• [What you need to do] For each line below, write it out exactly as it appears.

• [Records for this task]

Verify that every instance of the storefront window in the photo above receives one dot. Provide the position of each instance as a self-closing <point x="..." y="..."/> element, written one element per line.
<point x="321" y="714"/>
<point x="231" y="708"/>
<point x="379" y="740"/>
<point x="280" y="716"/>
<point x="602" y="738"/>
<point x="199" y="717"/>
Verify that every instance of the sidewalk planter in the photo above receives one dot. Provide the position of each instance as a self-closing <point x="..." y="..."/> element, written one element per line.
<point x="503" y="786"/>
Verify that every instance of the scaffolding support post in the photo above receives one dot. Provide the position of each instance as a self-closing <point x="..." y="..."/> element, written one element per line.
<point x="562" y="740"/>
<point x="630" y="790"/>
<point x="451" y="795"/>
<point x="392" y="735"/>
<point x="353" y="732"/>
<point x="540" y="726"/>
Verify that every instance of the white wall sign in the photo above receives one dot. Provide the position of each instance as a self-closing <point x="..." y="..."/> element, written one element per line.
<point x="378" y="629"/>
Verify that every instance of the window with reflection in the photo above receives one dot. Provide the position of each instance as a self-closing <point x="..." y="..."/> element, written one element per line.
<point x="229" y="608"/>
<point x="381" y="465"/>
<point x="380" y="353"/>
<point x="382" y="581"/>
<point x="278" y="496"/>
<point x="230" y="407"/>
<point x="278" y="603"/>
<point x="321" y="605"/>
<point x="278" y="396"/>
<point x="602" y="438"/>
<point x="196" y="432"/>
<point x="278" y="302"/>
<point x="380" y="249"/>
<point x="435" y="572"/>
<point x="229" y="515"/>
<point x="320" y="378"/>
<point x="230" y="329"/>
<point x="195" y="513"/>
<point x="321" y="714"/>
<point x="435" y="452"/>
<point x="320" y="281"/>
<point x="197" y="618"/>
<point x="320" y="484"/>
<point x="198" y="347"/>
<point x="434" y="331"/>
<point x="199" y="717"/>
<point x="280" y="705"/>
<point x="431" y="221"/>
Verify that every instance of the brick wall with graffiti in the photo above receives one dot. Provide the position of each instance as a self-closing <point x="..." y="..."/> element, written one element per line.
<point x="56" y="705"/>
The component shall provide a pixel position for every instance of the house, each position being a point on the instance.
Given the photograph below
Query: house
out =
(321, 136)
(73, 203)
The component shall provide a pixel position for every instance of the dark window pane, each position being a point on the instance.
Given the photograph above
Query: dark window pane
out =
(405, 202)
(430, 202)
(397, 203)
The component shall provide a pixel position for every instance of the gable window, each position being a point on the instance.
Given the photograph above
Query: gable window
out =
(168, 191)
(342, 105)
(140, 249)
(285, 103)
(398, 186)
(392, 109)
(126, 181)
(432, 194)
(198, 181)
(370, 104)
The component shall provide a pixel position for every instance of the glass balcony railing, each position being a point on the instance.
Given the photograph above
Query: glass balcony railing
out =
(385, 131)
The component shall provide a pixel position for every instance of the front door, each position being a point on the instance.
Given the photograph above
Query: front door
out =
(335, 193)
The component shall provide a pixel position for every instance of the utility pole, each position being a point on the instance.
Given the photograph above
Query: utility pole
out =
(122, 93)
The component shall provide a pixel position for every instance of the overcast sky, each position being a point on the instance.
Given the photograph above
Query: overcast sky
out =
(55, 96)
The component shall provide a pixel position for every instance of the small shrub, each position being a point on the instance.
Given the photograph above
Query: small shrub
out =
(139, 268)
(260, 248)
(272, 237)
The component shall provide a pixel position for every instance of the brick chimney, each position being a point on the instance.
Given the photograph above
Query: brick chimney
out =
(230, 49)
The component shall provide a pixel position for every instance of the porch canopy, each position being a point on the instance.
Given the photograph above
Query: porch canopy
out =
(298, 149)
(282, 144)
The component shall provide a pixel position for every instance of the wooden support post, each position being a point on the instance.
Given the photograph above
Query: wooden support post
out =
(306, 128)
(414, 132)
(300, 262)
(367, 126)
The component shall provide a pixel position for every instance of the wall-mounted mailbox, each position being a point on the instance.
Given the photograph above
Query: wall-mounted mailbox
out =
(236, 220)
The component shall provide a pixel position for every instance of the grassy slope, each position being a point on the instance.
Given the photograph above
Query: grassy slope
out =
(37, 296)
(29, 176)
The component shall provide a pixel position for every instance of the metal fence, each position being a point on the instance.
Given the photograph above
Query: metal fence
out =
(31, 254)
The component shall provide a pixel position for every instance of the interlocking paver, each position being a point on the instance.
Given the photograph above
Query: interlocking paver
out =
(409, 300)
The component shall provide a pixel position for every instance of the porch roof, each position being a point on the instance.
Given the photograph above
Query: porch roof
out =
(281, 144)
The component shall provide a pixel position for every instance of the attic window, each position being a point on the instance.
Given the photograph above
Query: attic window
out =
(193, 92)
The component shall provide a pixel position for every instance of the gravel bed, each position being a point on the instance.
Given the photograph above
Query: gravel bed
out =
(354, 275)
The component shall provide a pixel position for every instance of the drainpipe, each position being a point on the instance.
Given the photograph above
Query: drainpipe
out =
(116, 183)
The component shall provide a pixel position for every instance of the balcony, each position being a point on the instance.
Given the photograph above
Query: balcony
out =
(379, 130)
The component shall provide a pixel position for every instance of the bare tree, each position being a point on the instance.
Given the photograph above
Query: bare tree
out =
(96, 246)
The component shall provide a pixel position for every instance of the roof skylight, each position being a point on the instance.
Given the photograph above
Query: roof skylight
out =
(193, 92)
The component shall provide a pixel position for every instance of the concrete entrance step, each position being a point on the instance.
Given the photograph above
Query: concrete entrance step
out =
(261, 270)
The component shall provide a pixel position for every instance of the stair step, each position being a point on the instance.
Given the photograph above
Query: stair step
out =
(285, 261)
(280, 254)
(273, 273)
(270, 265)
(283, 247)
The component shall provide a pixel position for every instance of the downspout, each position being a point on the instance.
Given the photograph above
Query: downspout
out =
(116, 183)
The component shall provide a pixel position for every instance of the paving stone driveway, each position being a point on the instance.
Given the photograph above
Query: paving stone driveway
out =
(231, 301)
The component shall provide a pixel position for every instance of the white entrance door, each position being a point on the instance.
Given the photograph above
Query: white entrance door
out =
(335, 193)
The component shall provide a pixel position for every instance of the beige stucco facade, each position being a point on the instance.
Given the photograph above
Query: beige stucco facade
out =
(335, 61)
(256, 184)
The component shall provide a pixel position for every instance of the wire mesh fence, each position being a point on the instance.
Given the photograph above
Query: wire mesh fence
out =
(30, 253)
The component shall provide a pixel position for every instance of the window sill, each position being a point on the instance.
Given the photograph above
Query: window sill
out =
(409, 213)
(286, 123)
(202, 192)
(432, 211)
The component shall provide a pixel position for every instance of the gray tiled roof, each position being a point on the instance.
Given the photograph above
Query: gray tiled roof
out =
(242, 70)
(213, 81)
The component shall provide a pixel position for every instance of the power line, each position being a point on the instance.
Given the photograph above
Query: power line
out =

• [Result of the task]
Verify that every instance of the storefront window in the photo above receives one dot. Provide the position of each instance as a self-closing <point x="..." y="..."/> element, written one element per line.
<point x="321" y="714"/>
<point x="231" y="708"/>
<point x="379" y="740"/>
<point x="280" y="716"/>
<point x="602" y="738"/>
<point x="199" y="717"/>
Verify that every instance of the sidewalk planter in the photo above receives one dot. Provide the position of each instance as a self-closing <point x="..." y="..."/> element, written one element per line.
<point x="503" y="786"/>
Verify that every instance of the scaffolding support post in the photo above receives one dot. Provide the position of each instance as a self-closing <point x="..." y="..."/> element, written one element per line.
<point x="562" y="740"/>
<point x="630" y="790"/>
<point x="451" y="795"/>
<point x="392" y="735"/>
<point x="353" y="732"/>
<point x="540" y="726"/>
Verify that every instance of the white wall sign in the photo above receives one dot. Provide the position of each instance as a self-closing <point x="..." y="..."/> element, written one element per line.
<point x="378" y="629"/>
Verify that every instance of the window with reflection in the photo above receives one dot. Provide the position of each instance as a self-closing <point x="..." y="..."/> element, written one element per line.
<point x="229" y="608"/>
<point x="381" y="465"/>
<point x="380" y="353"/>
<point x="382" y="581"/>
<point x="278" y="496"/>
<point x="230" y="407"/>
<point x="278" y="603"/>
<point x="321" y="605"/>
<point x="278" y="396"/>
<point x="602" y="438"/>
<point x="196" y="432"/>
<point x="278" y="302"/>
<point x="380" y="249"/>
<point x="435" y="572"/>
<point x="229" y="515"/>
<point x="320" y="378"/>
<point x="230" y="329"/>
<point x="195" y="513"/>
<point x="321" y="714"/>
<point x="435" y="452"/>
<point x="320" y="281"/>
<point x="197" y="618"/>
<point x="320" y="484"/>
<point x="198" y="347"/>
<point x="434" y="331"/>
<point x="199" y="717"/>
<point x="280" y="705"/>
<point x="431" y="221"/>
Verify that every instance of the brick wall with graffiti in the photo above receives one dot. Provide the position of each instance as a self-closing <point x="..." y="..."/> element, written one element per line.
<point x="56" y="705"/>
The component shall provide a pixel position for every instance of the house, each position being a point on the instance.
Given the photograph below
Query: house
out =
(321, 136)
(73, 203)
The component shall provide a pixel position for every instance of the dark window pane, each position being a point on the instance.
Given the photograph above
Query: dark window pane
out =
(405, 202)
(430, 202)
(397, 203)
The component shall provide a pixel position for every instance of the gable window, each position being a point on the instance.
Given the photograph above
Query: gable window
out =
(168, 191)
(342, 105)
(140, 249)
(285, 103)
(398, 186)
(392, 109)
(126, 181)
(432, 194)
(198, 181)
(370, 104)
The component shall provide a pixel position for every instance of the glass balcony railing, each position being a point on the instance.
Given the photograph above
Query: glass balcony railing
out =
(385, 131)
The component shall provide a pixel position for every instance of the front door, each position being a point on the instance.
Given the photograph above
Query: front door
out =
(335, 193)
The component shall provide a pixel position for every instance of the utility pole, each position being a point on the instance.
Given the photograph above
Query: utility pole
out =
(122, 93)
The component shall provide a pixel position for every instance of the overcast sky, each position being a point on the instance.
Given the photograph above
Query: overcast sky
out =
(55, 96)
The component shall provide a pixel position for every instance of the small shrub, each position being a point on the instance.
Given the photograph above
Query: small shrub
out =
(139, 268)
(260, 248)
(272, 237)
The component shall provide a pixel position for every instance of the brick chimney, each position being a point on the instance.
Given the photograph above
Query: brick chimney
out =
(230, 49)
The component shall provide a pixel position for every instance of the porch canopy, each position being a point on the instance.
Given the photograph above
Query: porch canopy
out =
(298, 149)
(282, 144)
The component shall provide a pixel position for every instance of the wooden support post, each position being a point on the instance.
Given the photograph above
Query: wooden support post
out =
(306, 128)
(414, 132)
(300, 262)
(367, 126)
The component shall provide a pixel position for every instance of the wall-mounted mailbox, each position being a point on the instance.
Given the photograph above
Query: wall-mounted mailbox
out =
(236, 220)
The component shall provide a pixel position for every instance of the grassy slope, each position being a point on the instance.
Given the photograph above
Query: grassy slope
out =
(37, 296)
(29, 176)
The component shall provide a pixel position for every instance of the metal fence, each position being a point on the instance.
Given the photograph above
Query: metal fence
out =
(31, 254)
The component shall provide a pixel position for every instance of the interlocking paver, each position being a point on the instance.
Given the photograph above
Query: interlocking paver
out =
(409, 300)
The component shall provide a pixel position for every instance of the porch roof, each position being a point on the instance.
Given the photograph above
Query: porch roof
out =
(281, 144)
The component shall provide a pixel position for every instance of the attic window, each position being a point on the instance.
Given the photograph above
Query: attic window
out =
(193, 92)
The component shall provide a pixel position for every instance of the gravel bed, each position being a point on the instance.
Given the photograph above
Query: gravel bed
out =
(354, 275)
The component shall provide a pixel position for every instance of the drainpipe, each position being a point on the instance.
Given the photograph above
Query: drainpipe
out =
(116, 183)
The component shall provide a pixel position for every instance of the balcony, each position being a point on the instance.
Given the photograph above
Query: balcony
out =
(379, 130)
The component shall provide a pixel position for every instance of the bare tree, each position being a point on the instance.
Given the photograph above
Query: bare tree
out =
(96, 246)
The component shall provide a pixel position for every instance of the roof skylight, each position being a point on the instance.
Given the photograph above
Query: roof skylight
out =
(193, 92)
The component shall provide a pixel position for every instance of the concrete entrance step, each position being a point on the instance.
Given the photograph above
Query: concrete entrance step
out =
(261, 270)
The component shall provide a pixel position for every instance of the stair step, each position being a point on the instance.
Given the photograph above
Query: stair step
out =
(285, 261)
(280, 254)
(273, 273)
(270, 265)
(283, 247)
The component shall provide a pixel position for every instance of the downspout, each position being a point on the instance.
Given the photograph above
Query: downspout
out =
(116, 183)
The component shall provide a pixel position for every instance of the paving stone driveway, each position being a point on the instance.
Given the photograph above
Query: paving stone driveway
out =
(231, 301)
The component shall provide a pixel position for every instance of the white entrance door, each position being a point on the instance.
Given the photograph above
Query: white entrance door
out =
(335, 193)
The component shall provide a pixel position for every instance of the beige stucco facade, each position being a point on the instance.
Given the photograph above
Query: beige stucco facade
out =
(335, 61)
(256, 184)
The component shall provide a pixel position for every instance of the wire mesh fence, each position being a point on the instance.
Given the photograph above
Query: wire mesh fence
out =
(30, 253)
The component shall provide a pixel position for every instance of the window sill, each position being a point on the instance.
Given the photograph above
Query: window sill
out =
(409, 213)
(286, 123)
(202, 192)
(432, 211)
The component shall provide a pixel position for every instance of the gray tiled roof, each position being a point on the instance.
Given the photograph above
Query: gray tiled roof
out =
(242, 70)
(213, 81)
The component shall provide a pixel position for every instance of the power line, each position being a point on the instance.
Given the photograph above
Query: power line
out =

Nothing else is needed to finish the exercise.